**EXTRACT:**
______________________________
One issue in using a portable directive set such as Guide, is to determine when a high-level transformation will make a positive performance difference. Even if the transformation is beneficial per se, it may have a secondary effect of either facilitating or inhibiting low-level optimizations performed by the back-end compiler. These secondary effects can have a significant performance impact. We will discuss techniques that influenced the back-end compiler's ability to analyze and optimize a program: forward substitution, induction variable substitution, and load-based scheduling. We will discuss the effect of these compilation techniques and the tools used for their investigation. Solutions to these problems involve both coordination strategies for compilation techniques and new language constructs for expressing performance-critical results of program analyses. However, this is beyond the scope of this paper and we refer to [Vos97].

Loop interchanging and forward substitution: In ARC2D, three of the most time consuming loop nests are FILERX\_do19, STEPFX\_do210 and STEPFX\_do230. Figure 9 shows that these loops make up approximately  $\frac{1}{3}$  to  $\frac{1}{2}$  of the total execution time of the program. The performance differences between the code versions are caused by the interplay of forward substitution and loop interchanging.
______________________________
**SET PROBLEM 1:**
Using the passage on compiler techniques, answer these questions:
(a) Which three techniques does it name as influencing the back-end compiler's ability to analyze and optimize a program?
(b) Which three loop nests in ARC2D are among the most time consuming?
(c) What causes the performance differences between the code versions?
**SET PROBLEM 2:** Translate this sentence from the passage on compiler techniques into Spanish: "These secondary effects can have a significant performance impact."
**SET PROBLEM 3:** Continue the passage on compiler techniques from its final sentence.
The lines that come next are separate material and are not connected to the passage on compiler techniques.

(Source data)
______________________________
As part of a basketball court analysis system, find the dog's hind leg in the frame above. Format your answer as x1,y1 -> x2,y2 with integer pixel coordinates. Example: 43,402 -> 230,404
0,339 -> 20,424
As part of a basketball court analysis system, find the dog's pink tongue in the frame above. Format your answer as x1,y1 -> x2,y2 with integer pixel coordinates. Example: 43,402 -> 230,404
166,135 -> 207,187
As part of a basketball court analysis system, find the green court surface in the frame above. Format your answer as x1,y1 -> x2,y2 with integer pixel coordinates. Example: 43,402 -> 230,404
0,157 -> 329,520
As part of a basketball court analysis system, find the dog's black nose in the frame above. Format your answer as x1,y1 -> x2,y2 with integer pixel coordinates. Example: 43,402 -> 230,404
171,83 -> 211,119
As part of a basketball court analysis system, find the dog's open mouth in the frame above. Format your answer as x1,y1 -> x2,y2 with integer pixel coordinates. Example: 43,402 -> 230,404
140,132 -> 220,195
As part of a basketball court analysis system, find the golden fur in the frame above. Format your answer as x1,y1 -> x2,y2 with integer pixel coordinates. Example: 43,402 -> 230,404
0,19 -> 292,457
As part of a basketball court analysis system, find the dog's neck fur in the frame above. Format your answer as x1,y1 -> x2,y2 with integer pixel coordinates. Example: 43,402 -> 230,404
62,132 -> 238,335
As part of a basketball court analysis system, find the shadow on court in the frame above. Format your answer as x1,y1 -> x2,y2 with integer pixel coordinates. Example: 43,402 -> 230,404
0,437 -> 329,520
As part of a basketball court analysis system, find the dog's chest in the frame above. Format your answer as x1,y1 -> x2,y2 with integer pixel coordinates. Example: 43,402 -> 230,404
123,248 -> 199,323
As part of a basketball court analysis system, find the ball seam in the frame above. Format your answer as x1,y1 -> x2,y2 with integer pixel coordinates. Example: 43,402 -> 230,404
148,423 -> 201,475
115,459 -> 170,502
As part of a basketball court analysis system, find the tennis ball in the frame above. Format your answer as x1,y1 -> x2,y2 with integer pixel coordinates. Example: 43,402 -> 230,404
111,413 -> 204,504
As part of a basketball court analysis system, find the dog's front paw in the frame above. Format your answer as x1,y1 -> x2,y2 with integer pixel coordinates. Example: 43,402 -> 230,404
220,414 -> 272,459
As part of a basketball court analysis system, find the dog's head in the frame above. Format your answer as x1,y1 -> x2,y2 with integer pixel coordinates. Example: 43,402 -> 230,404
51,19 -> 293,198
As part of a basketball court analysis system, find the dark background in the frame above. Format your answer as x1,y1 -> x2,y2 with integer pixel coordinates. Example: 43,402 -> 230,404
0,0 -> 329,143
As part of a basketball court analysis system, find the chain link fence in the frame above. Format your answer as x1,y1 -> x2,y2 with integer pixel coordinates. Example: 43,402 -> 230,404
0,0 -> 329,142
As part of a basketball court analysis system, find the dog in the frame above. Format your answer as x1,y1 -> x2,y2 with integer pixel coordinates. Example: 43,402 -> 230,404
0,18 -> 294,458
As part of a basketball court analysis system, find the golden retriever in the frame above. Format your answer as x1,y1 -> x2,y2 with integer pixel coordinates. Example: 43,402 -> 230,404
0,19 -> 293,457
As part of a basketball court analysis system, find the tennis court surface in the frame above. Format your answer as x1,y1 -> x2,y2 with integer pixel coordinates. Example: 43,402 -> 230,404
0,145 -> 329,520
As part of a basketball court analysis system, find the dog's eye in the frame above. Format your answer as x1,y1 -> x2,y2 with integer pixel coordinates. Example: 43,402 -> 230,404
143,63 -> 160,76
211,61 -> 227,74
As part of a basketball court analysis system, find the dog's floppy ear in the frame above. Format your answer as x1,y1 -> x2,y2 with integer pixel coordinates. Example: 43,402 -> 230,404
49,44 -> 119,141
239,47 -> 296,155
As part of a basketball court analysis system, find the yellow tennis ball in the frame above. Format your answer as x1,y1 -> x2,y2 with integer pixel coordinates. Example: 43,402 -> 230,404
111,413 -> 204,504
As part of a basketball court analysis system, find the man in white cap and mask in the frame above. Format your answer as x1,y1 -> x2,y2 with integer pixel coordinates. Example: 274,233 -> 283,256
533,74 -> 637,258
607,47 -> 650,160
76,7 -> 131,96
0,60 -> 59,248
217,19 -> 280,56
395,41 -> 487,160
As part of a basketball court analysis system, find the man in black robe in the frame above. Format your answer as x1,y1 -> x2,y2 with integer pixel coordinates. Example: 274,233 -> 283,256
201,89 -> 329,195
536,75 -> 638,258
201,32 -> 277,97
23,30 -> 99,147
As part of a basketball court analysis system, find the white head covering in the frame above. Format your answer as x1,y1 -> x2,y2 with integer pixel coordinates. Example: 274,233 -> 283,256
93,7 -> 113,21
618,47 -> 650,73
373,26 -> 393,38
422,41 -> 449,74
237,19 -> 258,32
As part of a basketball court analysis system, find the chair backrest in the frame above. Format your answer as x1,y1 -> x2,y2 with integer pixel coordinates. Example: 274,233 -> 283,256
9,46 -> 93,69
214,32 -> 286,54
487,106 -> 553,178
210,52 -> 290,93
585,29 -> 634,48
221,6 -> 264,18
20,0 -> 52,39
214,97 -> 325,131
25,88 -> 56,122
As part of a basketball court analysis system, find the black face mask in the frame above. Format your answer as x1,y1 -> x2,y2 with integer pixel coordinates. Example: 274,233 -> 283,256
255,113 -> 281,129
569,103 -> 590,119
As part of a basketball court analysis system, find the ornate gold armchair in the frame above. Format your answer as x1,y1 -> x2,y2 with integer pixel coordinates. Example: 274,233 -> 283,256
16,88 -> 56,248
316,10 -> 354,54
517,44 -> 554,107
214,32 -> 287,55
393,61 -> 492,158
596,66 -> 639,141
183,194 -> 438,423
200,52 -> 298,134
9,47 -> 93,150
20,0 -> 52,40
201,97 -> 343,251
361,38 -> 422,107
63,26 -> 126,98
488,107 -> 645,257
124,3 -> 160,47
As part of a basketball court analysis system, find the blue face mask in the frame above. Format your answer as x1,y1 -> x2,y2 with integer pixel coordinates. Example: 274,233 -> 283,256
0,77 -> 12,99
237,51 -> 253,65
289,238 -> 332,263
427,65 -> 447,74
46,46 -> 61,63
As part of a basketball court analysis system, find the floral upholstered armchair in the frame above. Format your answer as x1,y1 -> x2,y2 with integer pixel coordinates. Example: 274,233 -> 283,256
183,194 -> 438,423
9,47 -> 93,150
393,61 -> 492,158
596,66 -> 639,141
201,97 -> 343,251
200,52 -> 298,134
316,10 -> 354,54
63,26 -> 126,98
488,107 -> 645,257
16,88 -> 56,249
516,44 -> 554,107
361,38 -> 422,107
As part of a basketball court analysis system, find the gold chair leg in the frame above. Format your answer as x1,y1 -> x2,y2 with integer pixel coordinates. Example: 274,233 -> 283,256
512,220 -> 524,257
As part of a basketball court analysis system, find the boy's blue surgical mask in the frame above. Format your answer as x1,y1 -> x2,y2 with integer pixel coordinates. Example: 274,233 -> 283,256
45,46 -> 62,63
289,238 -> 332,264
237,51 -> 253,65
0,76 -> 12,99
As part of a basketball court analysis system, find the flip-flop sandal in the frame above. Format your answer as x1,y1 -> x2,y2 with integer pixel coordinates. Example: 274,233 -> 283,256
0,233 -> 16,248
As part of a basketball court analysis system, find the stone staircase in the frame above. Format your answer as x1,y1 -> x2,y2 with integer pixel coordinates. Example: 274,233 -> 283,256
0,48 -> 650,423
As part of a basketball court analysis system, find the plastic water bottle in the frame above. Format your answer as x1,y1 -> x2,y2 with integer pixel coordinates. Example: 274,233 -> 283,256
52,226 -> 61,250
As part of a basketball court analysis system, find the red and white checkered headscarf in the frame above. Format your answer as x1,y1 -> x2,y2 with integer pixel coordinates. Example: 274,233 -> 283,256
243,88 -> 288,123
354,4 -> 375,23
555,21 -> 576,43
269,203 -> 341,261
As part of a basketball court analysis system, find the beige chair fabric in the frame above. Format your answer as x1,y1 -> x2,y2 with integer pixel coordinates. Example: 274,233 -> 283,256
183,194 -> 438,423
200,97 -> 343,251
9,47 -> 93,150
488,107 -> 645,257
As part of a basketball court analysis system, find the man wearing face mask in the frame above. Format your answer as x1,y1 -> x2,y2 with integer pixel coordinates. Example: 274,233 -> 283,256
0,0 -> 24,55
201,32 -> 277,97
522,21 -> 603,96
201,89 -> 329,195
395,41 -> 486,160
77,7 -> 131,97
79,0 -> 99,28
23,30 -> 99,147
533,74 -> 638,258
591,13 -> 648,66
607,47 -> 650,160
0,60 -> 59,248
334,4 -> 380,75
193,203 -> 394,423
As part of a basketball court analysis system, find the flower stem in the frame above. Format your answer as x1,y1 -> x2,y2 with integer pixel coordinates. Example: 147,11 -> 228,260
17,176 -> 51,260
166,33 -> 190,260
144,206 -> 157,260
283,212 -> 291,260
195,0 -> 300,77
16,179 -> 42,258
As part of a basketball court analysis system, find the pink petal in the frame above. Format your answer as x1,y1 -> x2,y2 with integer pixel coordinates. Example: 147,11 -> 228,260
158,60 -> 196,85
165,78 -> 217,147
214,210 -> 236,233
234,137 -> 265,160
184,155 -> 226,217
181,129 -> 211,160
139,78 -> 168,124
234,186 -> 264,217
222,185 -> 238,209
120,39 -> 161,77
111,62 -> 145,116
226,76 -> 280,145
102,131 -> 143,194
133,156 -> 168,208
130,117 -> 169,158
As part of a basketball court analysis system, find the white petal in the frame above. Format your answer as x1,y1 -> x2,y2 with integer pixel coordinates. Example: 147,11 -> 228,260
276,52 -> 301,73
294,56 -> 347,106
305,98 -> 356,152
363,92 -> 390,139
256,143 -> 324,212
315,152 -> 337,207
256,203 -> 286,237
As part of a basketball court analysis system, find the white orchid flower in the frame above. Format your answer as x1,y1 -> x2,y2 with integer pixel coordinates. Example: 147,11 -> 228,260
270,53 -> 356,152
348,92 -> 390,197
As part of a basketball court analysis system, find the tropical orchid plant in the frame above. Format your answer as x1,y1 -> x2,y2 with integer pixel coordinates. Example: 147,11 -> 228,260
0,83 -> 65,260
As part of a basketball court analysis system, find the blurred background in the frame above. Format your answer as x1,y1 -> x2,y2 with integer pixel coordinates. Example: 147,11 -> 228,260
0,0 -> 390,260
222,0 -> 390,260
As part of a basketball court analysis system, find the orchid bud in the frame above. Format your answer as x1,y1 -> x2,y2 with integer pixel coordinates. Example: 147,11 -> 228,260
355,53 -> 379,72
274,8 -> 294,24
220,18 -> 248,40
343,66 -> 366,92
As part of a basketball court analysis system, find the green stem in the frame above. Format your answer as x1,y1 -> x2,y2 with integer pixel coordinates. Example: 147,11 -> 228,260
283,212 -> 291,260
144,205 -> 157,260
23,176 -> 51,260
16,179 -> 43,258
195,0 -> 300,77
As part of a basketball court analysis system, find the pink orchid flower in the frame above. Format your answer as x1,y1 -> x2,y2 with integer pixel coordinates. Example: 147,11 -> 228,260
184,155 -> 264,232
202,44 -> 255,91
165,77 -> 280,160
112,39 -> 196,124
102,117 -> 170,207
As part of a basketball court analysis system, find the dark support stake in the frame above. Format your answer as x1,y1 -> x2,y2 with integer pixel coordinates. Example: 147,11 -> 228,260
______________________________
**ANSWER 1:**
(a) Forward substitution, induction variable substitution, and load-based scheduling.
(b) FILERX_do19, STEPFX_do210, and STEPFX_do230.
(c) The interplay of forward substitution and loop interchanging.

**ANSWER 2:** Estos efectos secundarios pueden tener un impacto significativo en el rendimiento.

**ANSWER 3:**
Figure 9: Cumulative Execution Time of the Most Time-Consuming Loops in ARC2D. These timings were taken of the code generated by the native Sun parallelizer and executed on a 4-processor SPARC station 20.

In Figure 8, the performance of these different versions of ARC2D is given. The Polaris+Guide version significantly outperforms both other versions of the code. To get a better understanding of these trends, our tools are used to look at loop by loop timings.

The loop timings and speedups are shown in Figure 10. Examining loop nest FILERX\_do19, it became apparent that, when using the Sun directive set, the loop interchanging transformation was not performed by the Sun back-end compiler. This interchanging, which was performed in both other versions of the code, ensures stride-1 accesses to arrays within the loop nest, increasing cache locality.

In the loops STEPFX\_do210 and STEPFX\_do230 neither the Polaris+Sun directives version nor the Autopar versions had loop interchanging applied. Looking at the original serial source code, it is seen that these two loop nests are imperfectly nested. The Sun Autopar version cannot interchange such loops. However, Polaris converts the loop into a perfect nest, for which the Sun backend compiler applies the interchanging. Polaris performs this transformation through a combination of forward substitution and dead code elimination. One issue with forward substitution is to decide when to apply it, as it may create expressions of increased complexity, hence create overhead. However, in the loops we inspected, forward substitution, combined with dead-code elimination, had a consistent positive effect.

Induction variable substitution The issue of the increased complexity of the resulting expressions is raised even higher when the compiler performs induction variable substitution. For example, Figure 11 shows a simple induction expression as well as a transformed, parallel form. Induction variable substitution must first recognize variables of this form and then substitute them with a closed form solution [PE95].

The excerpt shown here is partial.